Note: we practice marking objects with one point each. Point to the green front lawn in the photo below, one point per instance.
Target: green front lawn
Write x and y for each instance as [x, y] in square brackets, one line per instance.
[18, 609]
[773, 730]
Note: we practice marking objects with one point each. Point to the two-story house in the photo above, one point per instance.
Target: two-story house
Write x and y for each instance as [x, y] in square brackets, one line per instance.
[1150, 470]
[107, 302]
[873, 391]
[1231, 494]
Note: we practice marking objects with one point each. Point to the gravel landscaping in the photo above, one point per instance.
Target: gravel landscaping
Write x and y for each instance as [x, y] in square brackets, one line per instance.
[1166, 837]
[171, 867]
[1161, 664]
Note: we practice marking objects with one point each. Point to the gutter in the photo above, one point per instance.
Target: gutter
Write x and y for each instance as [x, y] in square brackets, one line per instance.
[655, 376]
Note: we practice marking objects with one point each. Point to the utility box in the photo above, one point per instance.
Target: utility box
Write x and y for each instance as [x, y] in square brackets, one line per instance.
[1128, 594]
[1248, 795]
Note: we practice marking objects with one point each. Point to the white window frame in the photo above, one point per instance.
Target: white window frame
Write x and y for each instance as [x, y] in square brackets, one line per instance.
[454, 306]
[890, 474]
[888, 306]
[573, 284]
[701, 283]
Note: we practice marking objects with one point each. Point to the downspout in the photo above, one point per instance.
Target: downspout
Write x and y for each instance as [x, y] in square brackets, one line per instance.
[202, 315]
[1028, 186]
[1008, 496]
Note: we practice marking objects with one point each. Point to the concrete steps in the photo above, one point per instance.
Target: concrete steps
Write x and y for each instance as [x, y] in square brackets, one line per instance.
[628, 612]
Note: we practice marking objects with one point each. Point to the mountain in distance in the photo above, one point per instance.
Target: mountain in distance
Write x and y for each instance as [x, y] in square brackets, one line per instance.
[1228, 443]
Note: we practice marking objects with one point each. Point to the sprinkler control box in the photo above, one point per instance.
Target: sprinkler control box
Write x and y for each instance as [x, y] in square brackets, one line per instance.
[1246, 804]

- - -

Преобразуйте все записи выше в CSV с двумя столбцами, «текст» и «ответ», по одной строке на каждую запись. Каждое значение поместите в отдельное поле в кавычках, а переносы строк внутри него замените пробелами.

текст,ответ
"Note: we practice marking objects with one point each. Point to the green front lawn in the photo below, one point per instance. Target: green front lawn Write x and y for each instance as [x, y] in square brackets, one line per instance.","[18, 609] [773, 730]"
"Note: we practice marking objects with one point each. Point to the two-story house in the photo above, one point per instance. Target: two-story house Write x and y for each instance as [x, y] in square brackets, one line per instance.","[1150, 470] [107, 302] [873, 391] [1231, 494]"
"Note: we practice marking objects with one point each. Point to the gravel landscaping in the photo above, one point per instance. Target: gravel landscaping Write x and y for each instance as [x, y] in square brackets, one line per instance.","[1166, 837] [171, 867] [1161, 664]"
"Note: we practice marking objects with one point each. Point to the gutter in the photo above, one point per instance. Target: gutter Write x and y for each instance as [x, y] in square brackets, one line per instance.","[655, 376]"
"Note: we practice marking objects with one point each. Point to the utility box in the photo above, one point per instance. Target: utility box Write x and y for each instance as [x, y] in square brackets, one line per instance.","[1128, 594] [1248, 795]"
"Note: we practice marking objects with one point each. Point to the white window frame in the photo above, one point per instance. Target: white window frame Write x and y for each instance as [x, y] in square brackets, one line per instance.","[454, 306] [890, 474] [888, 306] [573, 284] [701, 283]"
"Note: we practice marking objects with one point each. Point to the downspout in the photo above, one point per instance. Target: downspout Write x and y for each instance as [x, y] in square brackets, one line per instance.","[202, 315] [1028, 186] [1008, 496]"
"Note: we practice marking objects with one point each. Point to the concrete steps in the photo above, one point per instance. Target: concrete steps Write x and y for each instance as [x, y] in square brackets, one line per instance.","[628, 612]"
"Note: we practice marking objects with one point each. Point to the mountain in distance in the photo above, one point per instance. Target: mountain in distance Write x and y for each instance as [x, y] in square brackets, one line per instance.","[1228, 443]"
"Note: we practice marking objects with one point each. Point to the sprinkler control box in the photo above, one point per instance. Target: sprinkler control box Write x and y for each instance as [x, y] in square brackets, one line per instance.","[1246, 804]"